TASK ITEM A -> List every phrase that appears inside quotation marks in the Hroza strike report below.
TASK ITEM B -> Please copy the part of the Hroza strike report from "White House press" to "by the West." word for word.

Rescuers searched for survivors in the remains of the only cafe in the village of Hroza. Body parts were strewn across a nearby children’s playground that was severely damaged by the strike. Cellphones were collected and put in a courtyard nearby, waiting to be claimed. Occasionally, one of them rang, lighting up a shattered screen.

Around 60 people, including children, were attending a wake at the cafe when the missile hit, Ukrainian officials said.

Zelenskyy, attending a summit of about 50 European leaders in Spain to drum up support from Ukraine’s allies, denounced the strike as a “demonstrably brutal Russian crime” and “a completely deliberate act of terrorism.”

According to preliminary information from Kyiv, the village was hit by an Iskander missile.

White House press secretary Karine Jean-Pierre called the strike “horrifying” and said it demonstrated why the United States is doing everything it can “to help the brave people of Ukraine to fight for their freedom, to fight for their democracy.”

Hroza, which had a population of about 500 before the war, is in the northeastern Kharkiv region and was seized by Russia early in the war before being recaptured by Ukraine in September 2022. It’s only 30 kilometers (19 miles) west of Kupiansk, a key focus of the Russian military effort. Zelenskyy visited the area Tuesday to meet with troops and inspect equipment supplied by the West.

SOURCE DATA ->

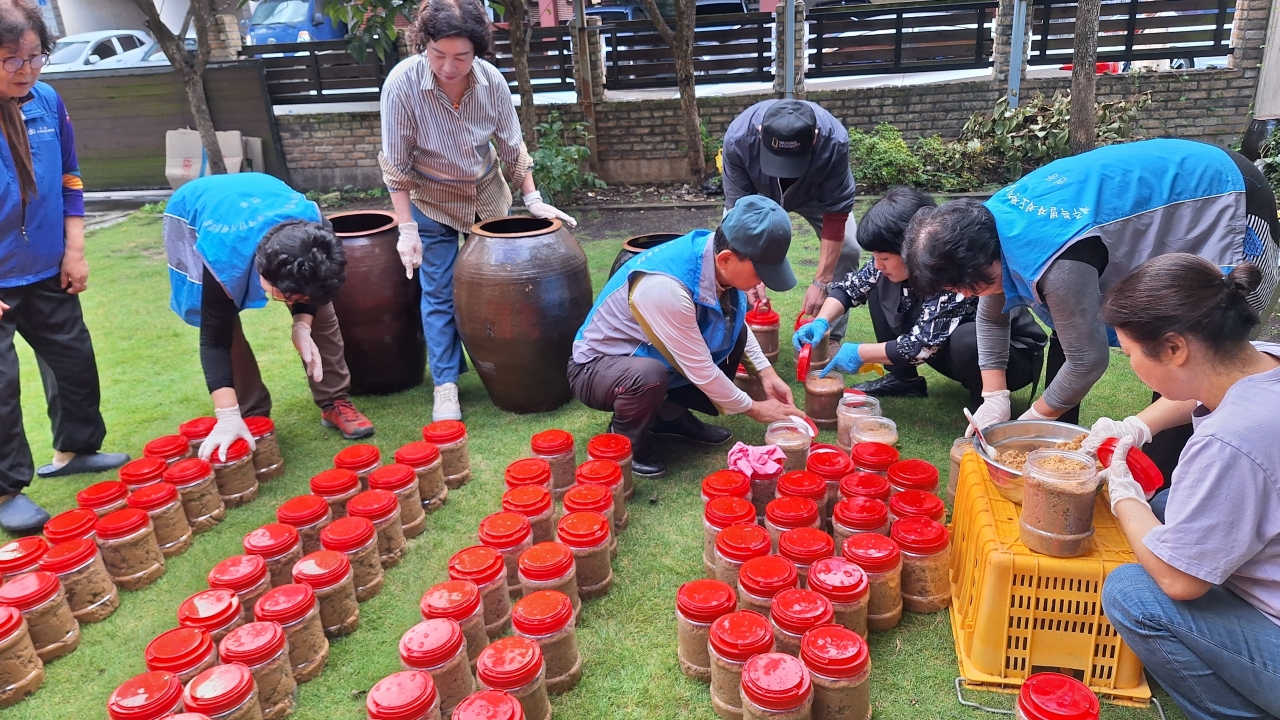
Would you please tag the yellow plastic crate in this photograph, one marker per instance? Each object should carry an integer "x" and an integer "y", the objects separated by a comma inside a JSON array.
[{"x": 1015, "y": 613}]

ANSWER A ->
“demonstrably brutal Russian crime”
“a completely deliberate act of terrorism.”
“horrifying”
“to help the brave people of Ukraine to fight for their freedom, to fight for their democracy.”

ANSWER B ->
White House press secretary Karine Jean-Pierre called the strike “horrifying” and said it demonstrated why the United States is doing everything it can “to help the brave people of Ukraine to fight for their freedom, to fight for their democracy.”

Hroza, which had a population of about 500 before the war, is in the northeastern Kharkiv region and was seized by Russia early in the war before being recaptured by Ukraine in September 2022. It’s only 30 kilometers (19 miles) west of Kupiansk, a key focus of the Russian military effort. Zelenskyy visited the area Tuesday to meet with troops and inspect equipment supplied by the West.